TASK 1
In the forum thread about reading opera libretti, why does elgar's ghost consider Halévy and Meilhac's librettos for Offenbach worth following?
TASK 2
Resume the forum thread about reading opera libretti, continuing from its last post.

I suppose, however, that once one has listened to an opera many times it's hard to read it without the music coming into one's head unbidden.


----------



## Sloe (May 9, 2014)

violadude said:


> But so many times how the story is told is incredibly monotonous, at least to me.


To add tones is the work of the composer.


----------



## schigolch (Jun 26, 2011)

Some of them I do. Some I don't.


----------



## elgar's ghost (Aug 8, 2010)

In general once I can follow the action in my mind's eye I don't worry about following the libretto word for word, but I do try harder with some libretti as the text becomes something like an equal partner with the music - Wagner being the most obvious example for me. Another example is Ludovic Halévy/Henri Meilhac's librettos for Offenbach, because the jokes are usually good enough to make the whole libretto worth following.


----------



## Rogerx (Apr 27, 2018)

In the vinyl area they where beautiful, lavish with color covers, lots of pictures and text you could actually read, bigger letters so they where great, nowadays they put a CD rom with info in the case, as if one read on you PC whilst listening.


----------



## elgar's ghost (Aug 8, 2010)

^
^

I guess it's better than not having one at all, though (unless you can understand what is being sung). I have a number of vocal works which I really like but not able to source the translated texts leaves them a little naked, I think.

DATA EXTRACT
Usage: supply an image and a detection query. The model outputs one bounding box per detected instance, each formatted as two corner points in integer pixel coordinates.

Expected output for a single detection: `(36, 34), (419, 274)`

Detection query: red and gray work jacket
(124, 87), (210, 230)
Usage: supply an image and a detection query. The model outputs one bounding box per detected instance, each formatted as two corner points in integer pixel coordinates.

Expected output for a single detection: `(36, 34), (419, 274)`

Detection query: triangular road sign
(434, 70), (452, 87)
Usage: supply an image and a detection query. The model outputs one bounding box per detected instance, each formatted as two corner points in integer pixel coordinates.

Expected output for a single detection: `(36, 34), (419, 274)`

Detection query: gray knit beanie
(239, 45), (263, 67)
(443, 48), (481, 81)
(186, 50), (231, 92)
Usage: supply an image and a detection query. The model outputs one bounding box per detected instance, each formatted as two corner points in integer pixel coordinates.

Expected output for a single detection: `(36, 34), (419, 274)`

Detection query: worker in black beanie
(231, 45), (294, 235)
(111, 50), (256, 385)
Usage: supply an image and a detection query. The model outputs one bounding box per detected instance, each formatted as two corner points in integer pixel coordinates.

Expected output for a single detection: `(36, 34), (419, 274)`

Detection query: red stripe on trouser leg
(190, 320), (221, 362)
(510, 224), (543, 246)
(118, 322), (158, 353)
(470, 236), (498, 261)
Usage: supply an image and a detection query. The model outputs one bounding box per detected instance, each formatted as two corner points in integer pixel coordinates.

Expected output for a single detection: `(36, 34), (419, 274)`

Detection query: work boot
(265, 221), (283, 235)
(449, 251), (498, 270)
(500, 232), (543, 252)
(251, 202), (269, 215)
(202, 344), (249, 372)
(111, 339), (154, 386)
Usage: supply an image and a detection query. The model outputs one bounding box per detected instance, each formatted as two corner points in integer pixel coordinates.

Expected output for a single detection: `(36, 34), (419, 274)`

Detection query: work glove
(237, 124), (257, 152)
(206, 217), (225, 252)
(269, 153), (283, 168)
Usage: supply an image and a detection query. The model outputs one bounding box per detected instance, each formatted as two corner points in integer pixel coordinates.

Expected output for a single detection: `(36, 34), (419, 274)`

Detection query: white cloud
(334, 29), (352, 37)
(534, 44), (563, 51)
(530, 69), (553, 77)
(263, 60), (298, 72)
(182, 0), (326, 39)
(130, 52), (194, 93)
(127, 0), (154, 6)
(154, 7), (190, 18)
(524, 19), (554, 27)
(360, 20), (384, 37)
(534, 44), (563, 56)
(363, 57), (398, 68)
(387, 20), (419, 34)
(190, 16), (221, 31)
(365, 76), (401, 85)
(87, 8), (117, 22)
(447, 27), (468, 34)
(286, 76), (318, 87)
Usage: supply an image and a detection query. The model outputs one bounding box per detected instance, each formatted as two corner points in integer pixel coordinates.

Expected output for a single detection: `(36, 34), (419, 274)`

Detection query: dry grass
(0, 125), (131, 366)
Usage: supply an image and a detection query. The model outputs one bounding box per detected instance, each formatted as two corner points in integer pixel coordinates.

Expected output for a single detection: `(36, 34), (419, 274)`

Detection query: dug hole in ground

EXERCISE ANSWER 1
Their jokes are usually good enough to make the whole libretto worth following.

EXERCISE ANSWER 2
----------



## nina foresti (Mar 11, 2014)

Like following the scores of operas, and assuming that a person has already read a synopsis of the opera and become familiar with it, a case certainly can be made for librettos which serve a fulfilling purpose for those who wish to make their experience more of an intellectual exercise rather than a feeling one.
To close one's eyes and just let the music and the singing wash over you is the way I prefer to enjoy my operas.


----------



## SixFootScowl (Oct 17, 2011)

For some operas I will read the libretto once, maybe twice, but for the most part I get my libretto from subtitles in the DVD, which I understand typically may be somewhat abridged compared to the actual libretto.


----------



## WildThing (Feb 21, 2017)

nina foresti said:


> Like following the scores of operas, and assuming that a person has already read a synopsis of the opera and become familiar with it, a case certainly can be made for librettos which serve a fulfilling purpose for those who wish to make their experience more of an intellectual exercise rather than a feeling one.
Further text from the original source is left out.